— start DOCUMENT SEGMENT —
2013-12-10 Thread Daniel Kerr
Hi Tim

Glad it's working a bit better.
Sorry, had meant to get back to you to try a few things as well as something 
like that, so good you found it. Crazy crazy week since then,….

Glad all working ;) Hopefully it will keep that way.

Kind regards
Daniel
---
Daniel Kerr
MacWizardry

Phone: 0414 795 960
Email: daniel AT macwizardry.com.au
Web:   http://www.macwizardry.com.au


**For everything Apple**

NOTE: Any information provided in this email may be my personal opinion and as 
such should be taken accordingly, and may not be the views of MacWizardry. Any 
information provided does not offer or warrant any form of warranty or accept 
liability. It would be appreciated that if any information in this email is to 
be disseminated, distributed or copied, that permission by the author be 
requested. 

On 10/12/2013, at 8:40 PM, Tim Law t...@peoplehelp.com.au wrote:

 All,
 
 Following up from this problem.
  
 After several weeks of this issue slowing getting worse, I seem to have 
 resolved the problem by using Disk Warrior to build a new disk directory. 
 I was able to start up the Mac Mini using the back up disk that Super Duper 
 clones to each night, then run Disk Warrior from that.  Quicker than using 
 the Disk Warrior DVD to start up from. 
 
 Graphing the disk revealed 30% of items out of place before and very close to 
 zero out of place after. I ran it a few times and was never able to reduce it 
 to zero out of place. 
 
 Since doing this, my network connection problems have not faulted, so I am 
 putting one and one together. 
 
 Hopefully this is a tip for others with odd network problems as I had, listed 
 below. 
 
 Thanks
 
 Tim
 
 
 On 6 Dec 2013, at 6:43 pm, Tim Law t...@peoplehelp.com.au wrote:
 
 Thanks for the thought Ronni,
 
 Both computers already had Allow Incoming Connections ticked
 
 Tim
 
 On 6 Dec 2013, at 4:18 pm, Ronda Brown ro...@mac.com wrote:
 
 Hi Tim,
 
 I don't to jump in on Daniel who is assisting you.
— end DOCUMENT SEGMENT —
— start GIVEN RECORDS —
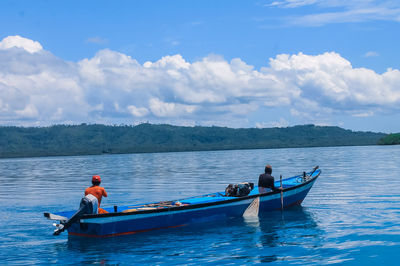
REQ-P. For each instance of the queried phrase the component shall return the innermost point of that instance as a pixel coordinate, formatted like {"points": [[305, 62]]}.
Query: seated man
{"points": [[266, 180], [97, 191]]}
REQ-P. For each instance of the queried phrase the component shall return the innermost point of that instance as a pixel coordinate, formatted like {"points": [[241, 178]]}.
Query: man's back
{"points": [[266, 180], [96, 191]]}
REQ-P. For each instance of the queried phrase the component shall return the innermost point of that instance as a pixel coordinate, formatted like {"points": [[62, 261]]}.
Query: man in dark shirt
{"points": [[266, 180]]}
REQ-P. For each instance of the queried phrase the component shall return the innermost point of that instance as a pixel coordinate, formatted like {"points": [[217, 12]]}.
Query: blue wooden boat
{"points": [[138, 218]]}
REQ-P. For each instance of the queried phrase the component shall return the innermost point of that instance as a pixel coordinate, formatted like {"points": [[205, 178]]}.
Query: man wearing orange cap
{"points": [[97, 191]]}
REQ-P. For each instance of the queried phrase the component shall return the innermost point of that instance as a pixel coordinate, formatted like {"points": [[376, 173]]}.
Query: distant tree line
{"points": [[101, 139], [391, 139]]}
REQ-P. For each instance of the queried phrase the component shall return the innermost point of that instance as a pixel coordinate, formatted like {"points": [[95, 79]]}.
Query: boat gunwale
{"points": [[197, 206]]}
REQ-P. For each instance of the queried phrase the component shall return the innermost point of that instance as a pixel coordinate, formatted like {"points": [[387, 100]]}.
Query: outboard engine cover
{"points": [[239, 190], [89, 205]]}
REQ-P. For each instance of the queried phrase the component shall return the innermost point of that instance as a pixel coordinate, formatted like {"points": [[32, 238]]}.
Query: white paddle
{"points": [[252, 209]]}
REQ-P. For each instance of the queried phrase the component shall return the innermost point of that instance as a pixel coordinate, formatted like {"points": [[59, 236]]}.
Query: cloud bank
{"points": [[38, 88], [339, 11]]}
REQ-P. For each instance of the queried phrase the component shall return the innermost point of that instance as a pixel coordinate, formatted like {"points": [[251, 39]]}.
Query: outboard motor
{"points": [[88, 205]]}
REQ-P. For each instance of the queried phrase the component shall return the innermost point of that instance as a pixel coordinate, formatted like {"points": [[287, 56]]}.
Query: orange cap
{"points": [[96, 178]]}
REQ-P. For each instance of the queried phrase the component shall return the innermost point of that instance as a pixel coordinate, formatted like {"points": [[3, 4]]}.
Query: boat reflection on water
— end GIVEN RECORDS —
▶ **TO-DO LIST**
1. Name every person shown as the writer of a message in the email thread.
2. Rename "MacWizardry" to "the company" in the email thread and write out everything from "NOTE: Any information" down to "from this problem.".
Work only from the email thread.

▶ **ANSWERS FOR THE TASKS**
1. Daniel Kerr, Tim Law, Ronda Brown

2.
NOTE: Any information provided in this email may be my personal opinion and as 
such should be taken accordingly, and may not be the views of the company. Any 
information provided does not offer or warrant any form of warranty or accept 
liability. It would be appreciated that if any information in this email is to 
be disseminated, distributed or copied, that permission by the author be 
requested. 

On 10/12/2013, at 8:40 PM, Tim Law t...@peoplehelp.com.au wrote:

 All,
 
 Following up from this problem.